### DATASET RECORDS
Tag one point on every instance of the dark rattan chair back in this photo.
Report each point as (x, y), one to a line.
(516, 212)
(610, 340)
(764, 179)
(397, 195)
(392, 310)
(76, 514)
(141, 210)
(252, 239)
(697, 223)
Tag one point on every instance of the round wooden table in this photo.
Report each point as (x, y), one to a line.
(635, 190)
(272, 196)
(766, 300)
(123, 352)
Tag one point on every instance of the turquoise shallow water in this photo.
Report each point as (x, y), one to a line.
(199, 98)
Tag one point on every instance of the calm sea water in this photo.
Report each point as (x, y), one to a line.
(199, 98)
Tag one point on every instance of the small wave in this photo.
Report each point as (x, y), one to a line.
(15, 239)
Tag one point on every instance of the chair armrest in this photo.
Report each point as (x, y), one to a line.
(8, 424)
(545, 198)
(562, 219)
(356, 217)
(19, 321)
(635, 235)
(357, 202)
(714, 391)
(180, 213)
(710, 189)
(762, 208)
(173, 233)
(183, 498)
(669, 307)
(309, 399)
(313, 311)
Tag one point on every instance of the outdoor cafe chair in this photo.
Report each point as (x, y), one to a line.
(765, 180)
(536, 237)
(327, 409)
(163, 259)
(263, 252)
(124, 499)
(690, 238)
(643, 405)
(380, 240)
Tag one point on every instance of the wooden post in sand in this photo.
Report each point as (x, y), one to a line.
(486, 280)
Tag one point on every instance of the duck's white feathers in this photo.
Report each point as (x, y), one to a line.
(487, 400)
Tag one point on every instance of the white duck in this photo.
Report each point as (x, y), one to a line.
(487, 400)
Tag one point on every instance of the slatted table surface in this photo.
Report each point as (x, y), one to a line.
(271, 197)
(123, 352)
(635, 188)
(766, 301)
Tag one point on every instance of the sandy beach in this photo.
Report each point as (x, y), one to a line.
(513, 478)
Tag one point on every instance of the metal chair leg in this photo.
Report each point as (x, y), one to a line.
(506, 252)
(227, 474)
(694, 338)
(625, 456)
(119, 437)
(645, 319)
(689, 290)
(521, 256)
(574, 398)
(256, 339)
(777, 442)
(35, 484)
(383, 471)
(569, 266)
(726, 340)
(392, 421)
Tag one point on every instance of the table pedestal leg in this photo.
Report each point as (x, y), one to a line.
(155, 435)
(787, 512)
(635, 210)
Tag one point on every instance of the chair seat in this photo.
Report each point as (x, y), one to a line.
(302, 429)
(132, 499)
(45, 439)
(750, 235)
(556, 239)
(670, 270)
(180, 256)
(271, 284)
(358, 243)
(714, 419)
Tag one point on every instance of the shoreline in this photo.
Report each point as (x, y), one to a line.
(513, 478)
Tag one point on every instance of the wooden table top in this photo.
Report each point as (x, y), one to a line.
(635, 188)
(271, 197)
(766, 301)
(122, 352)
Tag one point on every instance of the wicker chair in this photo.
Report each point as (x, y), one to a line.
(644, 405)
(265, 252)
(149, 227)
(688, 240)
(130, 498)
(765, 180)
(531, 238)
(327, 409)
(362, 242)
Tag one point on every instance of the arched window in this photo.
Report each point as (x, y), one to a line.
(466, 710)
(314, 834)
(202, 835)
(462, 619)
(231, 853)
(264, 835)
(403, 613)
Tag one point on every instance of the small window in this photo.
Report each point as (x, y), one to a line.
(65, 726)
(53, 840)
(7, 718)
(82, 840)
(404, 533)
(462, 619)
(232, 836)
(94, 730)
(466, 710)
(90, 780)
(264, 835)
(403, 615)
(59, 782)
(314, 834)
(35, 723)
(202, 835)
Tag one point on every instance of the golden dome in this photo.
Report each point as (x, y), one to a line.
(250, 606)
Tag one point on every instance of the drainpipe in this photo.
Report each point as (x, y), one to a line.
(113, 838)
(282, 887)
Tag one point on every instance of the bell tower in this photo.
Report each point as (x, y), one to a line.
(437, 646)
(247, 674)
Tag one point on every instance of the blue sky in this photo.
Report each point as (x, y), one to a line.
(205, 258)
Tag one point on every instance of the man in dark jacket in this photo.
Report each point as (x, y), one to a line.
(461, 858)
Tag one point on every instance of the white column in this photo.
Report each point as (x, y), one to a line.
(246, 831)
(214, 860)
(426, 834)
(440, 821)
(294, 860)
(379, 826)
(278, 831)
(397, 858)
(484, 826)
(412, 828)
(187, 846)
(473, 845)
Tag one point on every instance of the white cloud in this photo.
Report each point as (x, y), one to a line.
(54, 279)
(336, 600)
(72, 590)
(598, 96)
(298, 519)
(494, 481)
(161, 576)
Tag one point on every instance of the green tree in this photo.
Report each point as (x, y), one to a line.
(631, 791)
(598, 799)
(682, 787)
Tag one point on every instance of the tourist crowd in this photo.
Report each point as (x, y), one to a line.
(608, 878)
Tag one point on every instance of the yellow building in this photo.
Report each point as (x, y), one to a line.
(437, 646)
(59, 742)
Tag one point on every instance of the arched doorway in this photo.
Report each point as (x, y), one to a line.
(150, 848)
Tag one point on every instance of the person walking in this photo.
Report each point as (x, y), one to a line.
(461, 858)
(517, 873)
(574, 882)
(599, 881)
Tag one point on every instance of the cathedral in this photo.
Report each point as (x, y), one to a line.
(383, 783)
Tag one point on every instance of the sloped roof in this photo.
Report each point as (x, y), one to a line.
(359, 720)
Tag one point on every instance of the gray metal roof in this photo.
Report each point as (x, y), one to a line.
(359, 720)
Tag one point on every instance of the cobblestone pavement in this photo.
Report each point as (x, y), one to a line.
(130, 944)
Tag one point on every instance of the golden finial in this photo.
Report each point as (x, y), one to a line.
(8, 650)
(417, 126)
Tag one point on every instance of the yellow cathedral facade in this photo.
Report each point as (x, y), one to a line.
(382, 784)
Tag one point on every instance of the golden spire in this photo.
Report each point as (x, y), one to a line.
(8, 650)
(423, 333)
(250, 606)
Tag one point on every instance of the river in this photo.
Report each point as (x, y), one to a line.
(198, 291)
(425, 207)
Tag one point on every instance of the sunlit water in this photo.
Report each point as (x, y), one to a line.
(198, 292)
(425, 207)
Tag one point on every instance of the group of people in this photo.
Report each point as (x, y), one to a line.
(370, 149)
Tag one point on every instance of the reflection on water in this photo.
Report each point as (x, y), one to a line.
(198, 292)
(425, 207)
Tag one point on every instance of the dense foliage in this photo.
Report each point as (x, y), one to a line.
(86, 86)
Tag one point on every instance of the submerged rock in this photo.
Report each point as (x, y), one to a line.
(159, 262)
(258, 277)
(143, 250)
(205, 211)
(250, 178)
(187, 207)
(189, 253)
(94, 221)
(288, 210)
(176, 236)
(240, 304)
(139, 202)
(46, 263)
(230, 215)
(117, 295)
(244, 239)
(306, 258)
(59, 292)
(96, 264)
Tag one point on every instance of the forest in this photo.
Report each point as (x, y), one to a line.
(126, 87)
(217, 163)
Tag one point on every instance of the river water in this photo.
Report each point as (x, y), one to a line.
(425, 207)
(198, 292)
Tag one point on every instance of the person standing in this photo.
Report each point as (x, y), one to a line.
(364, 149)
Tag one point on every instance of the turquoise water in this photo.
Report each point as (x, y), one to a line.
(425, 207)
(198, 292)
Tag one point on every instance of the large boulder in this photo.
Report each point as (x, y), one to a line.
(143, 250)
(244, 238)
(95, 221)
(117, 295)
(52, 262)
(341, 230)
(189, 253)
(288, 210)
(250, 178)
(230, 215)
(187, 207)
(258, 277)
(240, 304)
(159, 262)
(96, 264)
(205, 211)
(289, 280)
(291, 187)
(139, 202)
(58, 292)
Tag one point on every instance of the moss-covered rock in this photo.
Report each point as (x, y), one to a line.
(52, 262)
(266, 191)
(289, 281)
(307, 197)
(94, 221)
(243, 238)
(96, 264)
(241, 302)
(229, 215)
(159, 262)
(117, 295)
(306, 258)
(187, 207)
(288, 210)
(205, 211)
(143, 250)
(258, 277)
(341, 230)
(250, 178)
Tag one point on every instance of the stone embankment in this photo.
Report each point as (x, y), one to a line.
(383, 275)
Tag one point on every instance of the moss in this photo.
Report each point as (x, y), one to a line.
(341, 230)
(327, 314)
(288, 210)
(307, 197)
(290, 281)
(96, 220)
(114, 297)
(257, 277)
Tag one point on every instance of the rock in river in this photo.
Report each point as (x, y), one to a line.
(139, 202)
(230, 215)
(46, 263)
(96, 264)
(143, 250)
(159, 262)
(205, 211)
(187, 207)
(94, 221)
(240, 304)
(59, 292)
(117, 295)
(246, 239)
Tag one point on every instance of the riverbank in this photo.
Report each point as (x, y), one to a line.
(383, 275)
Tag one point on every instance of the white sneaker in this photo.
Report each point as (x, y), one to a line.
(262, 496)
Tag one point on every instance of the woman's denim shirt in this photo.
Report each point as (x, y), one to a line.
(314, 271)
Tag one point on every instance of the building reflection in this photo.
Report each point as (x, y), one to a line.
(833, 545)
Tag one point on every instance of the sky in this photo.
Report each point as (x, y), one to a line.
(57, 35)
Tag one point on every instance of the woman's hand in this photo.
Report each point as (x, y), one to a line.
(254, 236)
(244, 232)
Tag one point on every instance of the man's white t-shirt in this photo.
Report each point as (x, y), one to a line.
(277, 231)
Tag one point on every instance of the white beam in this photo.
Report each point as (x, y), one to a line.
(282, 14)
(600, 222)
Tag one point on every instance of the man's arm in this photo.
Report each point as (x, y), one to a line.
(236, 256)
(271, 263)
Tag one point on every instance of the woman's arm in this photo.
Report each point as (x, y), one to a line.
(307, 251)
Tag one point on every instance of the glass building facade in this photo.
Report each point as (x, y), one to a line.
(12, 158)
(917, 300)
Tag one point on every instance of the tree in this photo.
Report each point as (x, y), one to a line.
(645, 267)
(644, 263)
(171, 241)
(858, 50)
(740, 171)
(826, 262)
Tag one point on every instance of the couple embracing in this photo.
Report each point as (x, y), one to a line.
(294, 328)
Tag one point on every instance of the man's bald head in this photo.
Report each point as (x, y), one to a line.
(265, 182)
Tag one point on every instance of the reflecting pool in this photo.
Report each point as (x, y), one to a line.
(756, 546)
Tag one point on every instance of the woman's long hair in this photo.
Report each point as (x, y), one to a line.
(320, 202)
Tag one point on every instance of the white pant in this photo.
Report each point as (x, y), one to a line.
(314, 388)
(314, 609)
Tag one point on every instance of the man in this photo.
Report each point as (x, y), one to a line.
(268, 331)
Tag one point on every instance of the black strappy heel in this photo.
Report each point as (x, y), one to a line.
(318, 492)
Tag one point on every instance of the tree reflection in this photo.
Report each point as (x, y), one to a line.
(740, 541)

### WHAT TO WORK ON
Copy the lines of the rows word for word, starting at the line that contains "Tag one point on every instance of the tree reflection" and ending at the end of the rows.

### FULL ANSWER
Tag one point on every instance of the tree reflection in this photo.
Report each point as (x, y), one to a line.
(740, 541)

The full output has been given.